#### Data for processing
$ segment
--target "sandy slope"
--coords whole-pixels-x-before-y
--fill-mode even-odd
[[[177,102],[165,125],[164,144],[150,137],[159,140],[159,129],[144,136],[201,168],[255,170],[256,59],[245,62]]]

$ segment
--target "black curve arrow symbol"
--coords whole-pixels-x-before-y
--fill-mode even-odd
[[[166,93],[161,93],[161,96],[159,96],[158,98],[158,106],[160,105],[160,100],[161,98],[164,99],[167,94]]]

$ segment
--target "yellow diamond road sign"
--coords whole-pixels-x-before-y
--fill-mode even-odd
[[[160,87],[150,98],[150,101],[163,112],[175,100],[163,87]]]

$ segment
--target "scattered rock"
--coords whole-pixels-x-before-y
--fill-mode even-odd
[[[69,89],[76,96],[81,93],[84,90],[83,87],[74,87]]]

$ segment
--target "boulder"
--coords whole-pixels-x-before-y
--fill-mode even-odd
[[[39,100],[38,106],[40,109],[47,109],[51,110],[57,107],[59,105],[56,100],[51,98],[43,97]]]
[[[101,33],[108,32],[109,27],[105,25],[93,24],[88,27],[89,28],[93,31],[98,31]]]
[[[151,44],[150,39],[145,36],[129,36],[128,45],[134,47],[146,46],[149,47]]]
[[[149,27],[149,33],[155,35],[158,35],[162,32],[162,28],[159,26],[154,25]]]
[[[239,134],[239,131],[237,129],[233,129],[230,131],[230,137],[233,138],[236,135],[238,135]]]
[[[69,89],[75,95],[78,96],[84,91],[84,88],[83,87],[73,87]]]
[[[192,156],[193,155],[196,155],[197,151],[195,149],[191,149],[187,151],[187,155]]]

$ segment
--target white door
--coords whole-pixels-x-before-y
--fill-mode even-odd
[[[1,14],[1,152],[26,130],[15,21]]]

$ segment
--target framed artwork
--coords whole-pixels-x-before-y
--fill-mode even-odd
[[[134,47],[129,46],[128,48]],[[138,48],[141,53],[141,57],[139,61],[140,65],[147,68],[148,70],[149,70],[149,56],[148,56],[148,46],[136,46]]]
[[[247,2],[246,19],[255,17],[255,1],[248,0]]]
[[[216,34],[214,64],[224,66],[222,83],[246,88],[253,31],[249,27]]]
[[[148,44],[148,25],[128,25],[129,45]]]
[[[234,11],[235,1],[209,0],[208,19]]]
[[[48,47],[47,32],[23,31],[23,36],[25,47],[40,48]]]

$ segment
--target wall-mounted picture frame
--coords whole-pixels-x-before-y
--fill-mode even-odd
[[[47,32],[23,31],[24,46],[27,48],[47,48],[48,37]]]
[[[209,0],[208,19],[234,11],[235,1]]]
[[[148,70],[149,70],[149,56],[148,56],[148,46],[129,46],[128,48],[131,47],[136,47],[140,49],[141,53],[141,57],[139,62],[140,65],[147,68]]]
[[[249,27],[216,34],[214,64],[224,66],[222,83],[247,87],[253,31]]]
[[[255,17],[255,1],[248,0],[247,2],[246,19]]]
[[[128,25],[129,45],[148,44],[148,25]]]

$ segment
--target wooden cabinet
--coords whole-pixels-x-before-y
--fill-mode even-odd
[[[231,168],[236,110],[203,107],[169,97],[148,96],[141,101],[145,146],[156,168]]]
########
#### [What you are asked to do]
Extract each entry in full and write it down exactly.

#### [Task output]
$ segment
--target "sandy slope"
--coords whole-pixels-x-before-y
--fill-mode even-odd
[[[177,102],[165,125],[164,144],[150,137],[159,140],[159,129],[144,136],[201,168],[255,170],[256,59],[245,62]]]

$ segment
--target "black curve arrow symbol"
--coords whole-pixels-x-before-y
--fill-mode even-odd
[[[166,93],[161,93],[161,96],[159,96],[158,98],[158,106],[160,105],[160,100],[161,98],[164,99],[167,94]]]

$ segment
--target "yellow diamond road sign"
--coords whole-pixels-x-before-y
--fill-mode even-odd
[[[160,87],[150,98],[150,101],[163,112],[175,100],[163,87]]]

$ segment
--target "scattered rock"
--coords whole-pixels-x-before-y
--fill-mode even-odd
[[[69,89],[76,96],[81,93],[84,90],[83,87],[74,87]]]

$ segment
--target "boulder"
--coords whole-pixels-x-before-y
--fill-mode even-odd
[[[39,100],[38,106],[40,109],[47,109],[51,110],[57,107],[59,105],[56,100],[51,98],[43,97]]]
[[[101,33],[108,32],[109,27],[105,25],[93,24],[88,27],[89,28],[93,31],[98,31]]]
[[[151,44],[150,39],[145,36],[129,36],[128,45],[134,47],[146,46],[149,47]]]
[[[149,27],[149,33],[155,35],[158,35],[162,32],[162,28],[159,26],[154,25]]]
[[[239,134],[239,131],[237,129],[233,129],[230,131],[230,137],[233,138],[236,135],[238,135]]]
[[[69,89],[75,95],[78,96],[84,91],[84,88],[83,87],[73,87]]]
[[[192,156],[193,155],[196,155],[197,151],[195,149],[191,149],[187,151],[187,155]]]

$ segment
--target white door
--coords whole-pixels-x-before-y
--fill-mode even-odd
[[[1,14],[1,152],[26,130],[15,21]]]

$ segment
--target framed artwork
--coords whole-pixels-x-before-y
--fill-mode even-odd
[[[134,47],[129,46],[128,48]],[[138,48],[141,53],[141,57],[139,61],[140,65],[147,68],[148,70],[149,70],[149,56],[148,56],[148,46],[136,46]]]
[[[247,2],[246,19],[255,17],[255,1],[248,0]]]
[[[216,34],[214,64],[224,66],[222,83],[246,88],[253,31],[249,27]]]
[[[148,44],[148,25],[128,25],[129,45]]]
[[[234,11],[235,1],[209,0],[208,19]]]
[[[48,47],[47,32],[23,31],[23,36],[25,47],[40,48]]]

$ segment
--target wall-mounted picture frame
--coords whole-pixels-x-before-y
--fill-mode even-odd
[[[47,32],[23,31],[24,46],[27,48],[47,48],[48,37]]]
[[[209,0],[208,19],[234,11],[235,1]]]
[[[148,70],[149,70],[149,56],[148,56],[148,46],[129,46],[128,48],[131,47],[136,47],[140,49],[141,53],[141,57],[139,62],[140,65],[147,68]]]
[[[249,27],[216,34],[214,64],[224,66],[222,83],[247,87],[253,31]]]
[[[255,17],[255,1],[248,0],[247,2],[246,19]]]
[[[128,25],[129,45],[148,44],[148,25]]]

$ segment
--target wooden cabinet
--coords whole-pixels-x-before-y
--fill-mode even-odd
[[[231,168],[236,110],[203,107],[169,97],[148,96],[141,101],[145,146],[156,168]]]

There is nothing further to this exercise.